╭─ Source material

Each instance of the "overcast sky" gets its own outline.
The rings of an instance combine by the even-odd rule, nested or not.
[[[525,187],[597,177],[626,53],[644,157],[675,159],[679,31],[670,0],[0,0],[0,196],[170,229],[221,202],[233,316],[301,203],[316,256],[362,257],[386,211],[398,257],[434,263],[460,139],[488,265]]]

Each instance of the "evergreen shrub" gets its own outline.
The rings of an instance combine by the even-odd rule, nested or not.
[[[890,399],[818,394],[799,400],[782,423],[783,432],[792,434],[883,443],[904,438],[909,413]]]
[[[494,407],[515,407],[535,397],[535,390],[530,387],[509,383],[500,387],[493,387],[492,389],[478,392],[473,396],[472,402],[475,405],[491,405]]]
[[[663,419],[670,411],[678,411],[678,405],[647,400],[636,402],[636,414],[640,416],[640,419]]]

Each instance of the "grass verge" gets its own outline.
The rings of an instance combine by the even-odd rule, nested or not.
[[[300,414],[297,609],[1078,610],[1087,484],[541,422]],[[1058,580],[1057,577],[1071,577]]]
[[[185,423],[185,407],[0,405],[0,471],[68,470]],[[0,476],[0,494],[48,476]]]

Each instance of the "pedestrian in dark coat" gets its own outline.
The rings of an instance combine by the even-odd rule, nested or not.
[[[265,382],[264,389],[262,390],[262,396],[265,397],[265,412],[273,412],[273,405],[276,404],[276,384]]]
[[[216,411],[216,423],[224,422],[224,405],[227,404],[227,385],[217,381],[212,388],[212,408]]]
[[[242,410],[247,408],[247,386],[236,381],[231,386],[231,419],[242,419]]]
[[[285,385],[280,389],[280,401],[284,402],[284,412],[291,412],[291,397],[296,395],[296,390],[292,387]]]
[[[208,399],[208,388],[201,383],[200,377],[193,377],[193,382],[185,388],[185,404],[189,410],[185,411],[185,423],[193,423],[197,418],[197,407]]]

╰─

Can you restate every record above word for word?

Each instance of the "overcast sky" gets its own outline.
The rings of an instance combine by the even-odd rule, nested or not.
[[[525,187],[597,177],[626,53],[644,157],[675,159],[679,31],[670,0],[0,0],[0,196],[170,229],[221,202],[233,316],[301,203],[316,256],[362,257],[386,211],[398,257],[434,263],[460,139],[488,265]]]

Each instance of the "evergreen shrub" gets its own outline.
The rings of an instance combine by the even-odd rule, nested or not.
[[[890,399],[818,394],[799,400],[782,423],[783,432],[792,434],[883,443],[904,438],[909,413]]]
[[[494,407],[515,407],[535,397],[535,390],[530,387],[509,383],[500,387],[493,387],[492,389],[478,392],[473,396],[472,402],[475,405],[491,405]]]
[[[663,419],[670,411],[678,411],[678,405],[647,400],[636,402],[636,414],[640,416],[640,419]]]

Each instance of the "grass verge" gets its own outline.
The rings of an instance combine by the even-odd rule, nested or not.
[[[300,414],[297,609],[1078,610],[1087,484],[541,422]],[[1058,580],[1057,577],[1071,577]]]
[[[185,423],[185,407],[0,405],[0,471],[68,470]],[[0,476],[0,494],[48,476]]]

Each instance of the "pedestrian in dark coat" gets its own outline.
The rings of an instance combine by the even-odd rule, nested or not.
[[[265,382],[264,389],[262,390],[262,396],[265,397],[265,412],[273,412],[273,405],[276,404],[276,384]]]
[[[216,411],[216,423],[224,422],[224,405],[227,404],[227,385],[217,381],[212,388],[212,408]]]
[[[242,410],[247,408],[247,386],[236,381],[231,386],[231,419],[242,419]]]
[[[285,385],[280,389],[280,401],[284,402],[284,412],[291,412],[291,397],[296,395],[296,390],[292,387]]]
[[[208,399],[208,388],[201,383],[200,377],[193,377],[193,382],[185,388],[185,404],[189,410],[185,411],[185,423],[193,423],[197,418],[197,407]]]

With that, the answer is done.